- Exercise requirements: Extend the notes on Kipling's poem "Personal Responsibilities," starting after their final sentence.

- Passage to read:
---------------

Personal Responsibilities

(notes by Philip Holberton drawing on the research of Andrew Rutherford and Thomas Pinney)

Source

This poem was published in the Civil and Military Gazette on 31 January 1887, with the heading:

“Those mechanical means by which alone
the Government coffers can be replenished.”
See Viceroy’s speech to Dufferin Fund,
on 26th instant.’

The poem is unsigned, but is authenticated by inclusion in Kipling’s Scrapbook 3 of his own press cuttings in the Kipling Papers at the University of Sussex Special Collections.

It was not later published by Kipling, but is to be found in Rutherford (p. 361) and Pinney (p. 1843).

The Poem

The Viceroy has called the levy of taxes a ‘mechanical’ means of replenishing the Government’s coffers. Not so, says the poet, to those who pay taxes it is a highly personal affair to have one’s own coffers depleted for the benefit of government and for the Viceroy. When he is pursued for overdue taxes he will see it as a personal matter between him and the Viceroy. It is Lord Dufferin’s fault and he will say so even at Heaven’s gate.

Perhaps behind these feelings is the knowledge among Kipling’s readers that this Viceroy lived in particularly grand style, sometimes beyond his own means, and that taxes were being imposed at a time when incomes were squeezed by the diminishing value of the rupee. See “Exchange”.

---------------

Dataset entries:
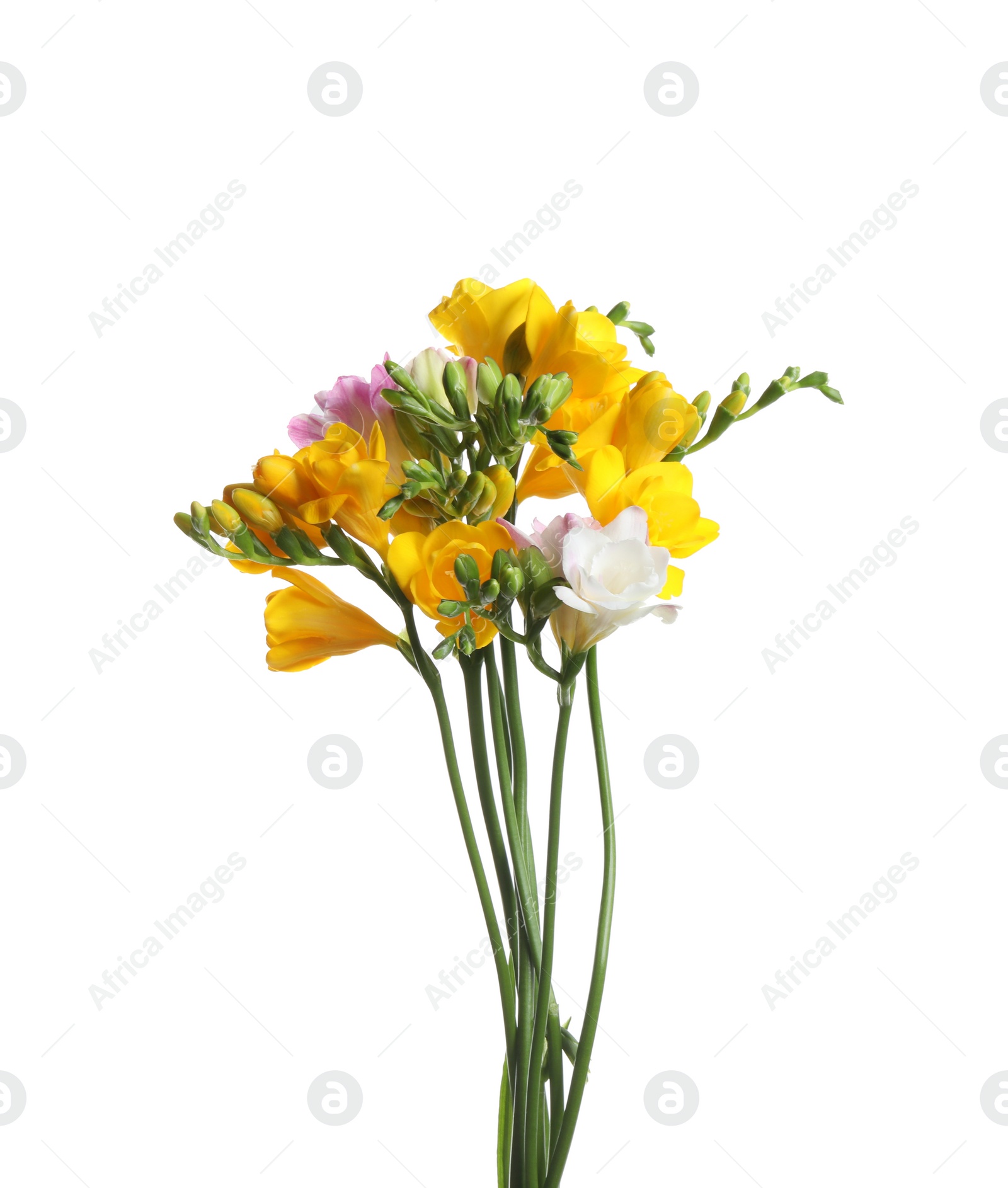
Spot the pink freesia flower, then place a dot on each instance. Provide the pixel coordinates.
(352, 401)
(611, 569)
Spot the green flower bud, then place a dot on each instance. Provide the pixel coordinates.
(486, 497)
(467, 497)
(201, 518)
(185, 524)
(341, 544)
(227, 517)
(486, 382)
(445, 648)
(513, 581)
(467, 575)
(466, 641)
(455, 384)
(257, 509)
(735, 403)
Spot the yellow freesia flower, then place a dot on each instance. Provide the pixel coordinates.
(644, 427)
(520, 328)
(665, 489)
(308, 623)
(425, 568)
(350, 477)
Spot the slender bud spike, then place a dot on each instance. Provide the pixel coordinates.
(185, 524)
(201, 518)
(735, 403)
(257, 509)
(455, 389)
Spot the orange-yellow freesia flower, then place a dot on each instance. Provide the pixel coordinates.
(308, 623)
(521, 329)
(665, 489)
(425, 568)
(351, 478)
(646, 426)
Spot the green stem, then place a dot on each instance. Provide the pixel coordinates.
(521, 769)
(554, 1060)
(533, 1121)
(527, 896)
(587, 1041)
(505, 980)
(473, 681)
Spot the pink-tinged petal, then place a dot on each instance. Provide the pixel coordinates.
(379, 380)
(571, 599)
(631, 524)
(518, 537)
(306, 428)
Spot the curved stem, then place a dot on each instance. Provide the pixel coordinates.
(587, 1041)
(527, 895)
(554, 1060)
(505, 980)
(473, 681)
(533, 1122)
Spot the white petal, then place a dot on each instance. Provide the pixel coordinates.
(631, 524)
(571, 599)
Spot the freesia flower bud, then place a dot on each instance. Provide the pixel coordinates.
(488, 380)
(455, 389)
(201, 518)
(427, 371)
(257, 510)
(467, 573)
(734, 403)
(486, 498)
(227, 517)
(183, 523)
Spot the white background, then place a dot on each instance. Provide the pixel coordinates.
(185, 749)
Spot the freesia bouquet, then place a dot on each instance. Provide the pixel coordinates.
(413, 477)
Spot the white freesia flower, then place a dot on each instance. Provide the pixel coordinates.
(427, 370)
(611, 571)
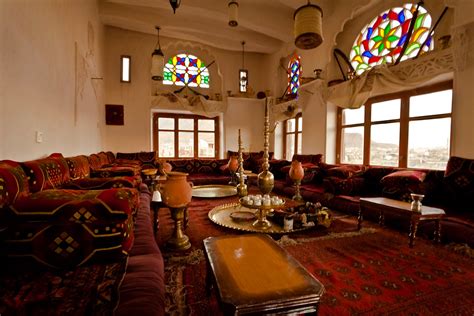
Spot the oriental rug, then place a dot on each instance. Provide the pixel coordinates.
(86, 290)
(371, 272)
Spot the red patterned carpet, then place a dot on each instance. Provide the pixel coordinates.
(372, 273)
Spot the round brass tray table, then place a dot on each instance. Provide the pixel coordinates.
(221, 216)
(214, 191)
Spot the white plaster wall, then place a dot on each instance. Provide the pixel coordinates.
(463, 110)
(135, 135)
(38, 78)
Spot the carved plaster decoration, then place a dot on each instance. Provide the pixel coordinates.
(463, 45)
(195, 104)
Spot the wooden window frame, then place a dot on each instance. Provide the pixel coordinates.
(122, 57)
(296, 132)
(404, 120)
(195, 131)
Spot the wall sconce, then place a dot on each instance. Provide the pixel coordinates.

---------------

- Response for this exercise:
Background

The CMG for 29 January gave the full text of Lord Dufferin’s speech in Calcutta at the second Annual General Meeting of the Countess of Dufferin’s Fund. (In 1885 Lady Dufferin had launched an appeal fund, with which her own name was associated, for giving medical advice and instruction by women to the women of India. See “For the Women” published in February1887.) Lord Dufferin had said:

‘No-one knows better than myself the difficulty of obtaining money in India….but let me tell the Lady President of the Fund [his wife, Lady Dufferin] that it will probably prove a far more graceful, as well as more successful method to throw herself on the generosity of the Indian people, than, as I have been obliged to do, to resort to those mechanical means by which alone the Government coffers can be replenished.’

This was received with ‘laughter and loud cheers.’ An unguarded phrase, from a normally impeccable diplomat, had clearly struck a nerve.

Notes on the Text

dibs slang for money.

red chaprassi official Government messenger.

Achan See Joshua 7.21 in the Old Testament where Achan confesses his sin:

When I saw among the spoils a goodly Babylonish garment, and two hundred shekels of silver, and a wedge of gold, then I coveted them and took them; and behold, they are hid in the earth in the midst of my tent.

He was thereupon stoned to death.

vulcanized hardened, from the process used to make tyres from rubber.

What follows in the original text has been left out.